Work required: Repeat the records below exactly, line for line.

(Dataset records)
====
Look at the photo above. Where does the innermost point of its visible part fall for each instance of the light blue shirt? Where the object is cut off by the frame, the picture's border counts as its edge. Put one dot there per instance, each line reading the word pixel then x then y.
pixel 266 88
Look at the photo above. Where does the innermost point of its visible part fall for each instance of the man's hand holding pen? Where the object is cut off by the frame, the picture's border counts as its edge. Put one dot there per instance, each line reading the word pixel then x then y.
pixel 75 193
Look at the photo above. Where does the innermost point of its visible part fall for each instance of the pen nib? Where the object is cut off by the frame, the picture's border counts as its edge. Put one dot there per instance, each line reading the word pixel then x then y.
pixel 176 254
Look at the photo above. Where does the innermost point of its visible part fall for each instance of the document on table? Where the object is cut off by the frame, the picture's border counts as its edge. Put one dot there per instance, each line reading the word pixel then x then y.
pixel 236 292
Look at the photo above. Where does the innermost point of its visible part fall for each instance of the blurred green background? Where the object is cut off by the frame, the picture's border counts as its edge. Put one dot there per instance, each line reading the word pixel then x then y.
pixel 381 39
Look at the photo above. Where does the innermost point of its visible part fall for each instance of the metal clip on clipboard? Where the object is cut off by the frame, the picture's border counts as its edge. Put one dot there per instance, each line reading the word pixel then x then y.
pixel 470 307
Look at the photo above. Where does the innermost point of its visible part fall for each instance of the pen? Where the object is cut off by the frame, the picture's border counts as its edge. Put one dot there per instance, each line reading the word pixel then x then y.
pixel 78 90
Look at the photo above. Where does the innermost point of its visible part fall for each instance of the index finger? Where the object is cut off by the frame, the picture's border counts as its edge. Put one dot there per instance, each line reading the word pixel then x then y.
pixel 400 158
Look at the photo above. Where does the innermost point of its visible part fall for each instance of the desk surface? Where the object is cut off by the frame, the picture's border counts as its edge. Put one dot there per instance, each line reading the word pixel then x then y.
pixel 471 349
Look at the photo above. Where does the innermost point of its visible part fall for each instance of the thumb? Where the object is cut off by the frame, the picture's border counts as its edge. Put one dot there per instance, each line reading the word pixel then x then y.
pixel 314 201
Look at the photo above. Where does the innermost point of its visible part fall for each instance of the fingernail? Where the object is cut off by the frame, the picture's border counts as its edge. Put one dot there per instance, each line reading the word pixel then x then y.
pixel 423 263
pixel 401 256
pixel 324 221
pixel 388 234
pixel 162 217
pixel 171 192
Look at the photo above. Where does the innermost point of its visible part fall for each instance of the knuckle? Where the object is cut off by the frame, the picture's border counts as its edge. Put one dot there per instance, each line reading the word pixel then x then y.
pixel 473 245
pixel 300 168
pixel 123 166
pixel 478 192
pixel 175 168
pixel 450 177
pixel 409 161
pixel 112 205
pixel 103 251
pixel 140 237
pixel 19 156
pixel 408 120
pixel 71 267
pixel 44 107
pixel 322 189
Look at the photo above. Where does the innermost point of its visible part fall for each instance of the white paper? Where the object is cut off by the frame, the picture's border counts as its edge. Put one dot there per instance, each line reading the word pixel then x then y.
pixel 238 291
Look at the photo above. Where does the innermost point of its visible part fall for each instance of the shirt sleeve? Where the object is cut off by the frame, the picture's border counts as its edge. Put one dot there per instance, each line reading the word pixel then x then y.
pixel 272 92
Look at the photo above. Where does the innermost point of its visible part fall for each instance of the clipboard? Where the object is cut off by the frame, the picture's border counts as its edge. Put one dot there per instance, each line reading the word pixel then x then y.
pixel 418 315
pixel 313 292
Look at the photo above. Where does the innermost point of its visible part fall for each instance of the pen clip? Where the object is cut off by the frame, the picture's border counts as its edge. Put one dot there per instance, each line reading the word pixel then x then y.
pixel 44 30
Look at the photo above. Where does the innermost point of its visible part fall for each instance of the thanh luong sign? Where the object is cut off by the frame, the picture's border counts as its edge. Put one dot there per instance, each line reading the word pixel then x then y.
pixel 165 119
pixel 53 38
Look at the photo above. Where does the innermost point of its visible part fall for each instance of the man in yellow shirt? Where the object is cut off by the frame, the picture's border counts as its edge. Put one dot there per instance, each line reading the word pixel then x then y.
====
Solution:
Look at the photo above. Where does the innermost point of its visible part fall for each instance of the light blue shirt? Where the object is cut off by the frame, the picture's border counts as its edge. Put one dot there per instance, each line reading the word pixel then x then y.
pixel 266 88
Look at the photo above. Where does the innermost point of its visible part fall for each instance of the man's hand holding pen? Where the object is cut off by the frame, the picture's border counts as its edge. Put one dot there per instance, each line reading the word pixel then x then y.
pixel 75 193
Look at the photo above. Where does the innermost point of its visible part fall for each instance of the pen nib? Where the object is cut off by the frame, the picture's border counts as its edge. Put one dot there per instance, each line reading the word pixel then x then y.
pixel 176 254
Look at the photo above. Where does the innermost point of its visible part fall for each instance of the document on table? Where the object is cut off by the frame, the picture's border counts as its edge. Put one dot there per instance, each line reading the word pixel then x then y.
pixel 236 292
Look at the photo above. Where does the innermost point of its visible part fall for each instance of the blurred green background? Where the object is cut off by the frame, the picture's border counts as its edge. Put one dot there per instance, each line reading the word pixel then x then y.
pixel 381 39
Look at the photo above. Where does the innermost point of its visible part fall for each instance of the metal clip on clipboard? Where the object is cut off by the frame, the picture's border counts as its edge. Put one dot there per instance, each line reading the word pixel then x then y.
pixel 470 307
Look at the photo above. Where does the innermost point of its visible part fall for each instance of the pen? Where the object is cut off by the frame, the picture's border counts as its edge. Put one dot there per instance, each line reading the word pixel then x then y.
pixel 78 90
Look at the photo above. Where does the innermost point of its visible part fall for each instance of the index finger? Where the object is cut off by the frame, the picture's border counts as its edge. Put one dot there per instance, each line reading the word pixel then x then y.
pixel 400 158
Look at the photo above. Where does the innermost point of its visible part fall for each instance of the desk surface? Where the object is cut off by the frame, the picture's border counts as its edge. Put one dot there per instance, each line reading the word pixel then x then y.
pixel 471 349
Look at the photo above. Where does the innermost point of its visible part fall for each instance of the thumb? Where the object is cut off by the frame, the picture's border counts as its edge. Put one dot there per instance, each line reading the word pixel then x then y.
pixel 314 201
Look at the photo above. Where does the innermost point of its visible part fall for each instance of the fingernail? Where the object is cut off by the frame, the picture's border counts as its edge. Put one dot there per instance, each line reading the word pixel then x then y.
pixel 423 263
pixel 401 256
pixel 324 221
pixel 388 234
pixel 162 217
pixel 171 192
Look at the photo above. Where does the innermost point of its visible part fall for each instance of the knuckle? Where the object is cut off by the frame, the picture's border counts as its edge. Put one dot there per instance, each line reading the word pixel then x then y.
pixel 473 245
pixel 300 168
pixel 123 166
pixel 478 192
pixel 175 168
pixel 450 177
pixel 409 161
pixel 112 205
pixel 103 251
pixel 140 237
pixel 19 156
pixel 408 120
pixel 71 267
pixel 44 107
pixel 322 189
Look at the photo above. Where does the innermost point of its visible part fall for each instance of the white paper? Where the object is cut off by the frame, the picture's border counts as its edge. Put one dot there per instance, each line reading the word pixel then x then y.
pixel 238 291
Look at the photo above. Where does the innermost point of its visible part fall for each instance of the shirt sleeve? Where the object is cut off by the frame, the picture's border counts as its edge. Put one dot there per instance, each line reading the word pixel then x then y.
pixel 272 92
Look at the photo above. Where does the innermost point of its visible part fall for each instance of the clipboard? Where the object is cut off by the frame, the picture's border counts as its edge. Put one dot there per instance, each line reading the word pixel then x then y.
pixel 418 315
pixel 313 292
Look at the photo above. Where does the innermost point of its visible part fall for each instance of the pen clip? Where the object is cut off by the frame, the picture's border counts as its edge. Put one dot there per instance, each line reading the word pixel then x then y.
pixel 44 30
Look at the photo above. Where does the innermost point of its visible part fall for each instance of the thanh luong sign? Where the object is cut off by the frame, the picture's border counts as its edge. Put one dot there per instance, each line reading the word pixel then x then y.
pixel 165 119
pixel 53 38
Look at the photo above. Where does the innermost point of its visible part fall for each instance of the man in yellow shirt? Where the object is cut off by the frame, the picture's border counts as its edge. Put one dot there per instance, each line reading the word pixel then x then y.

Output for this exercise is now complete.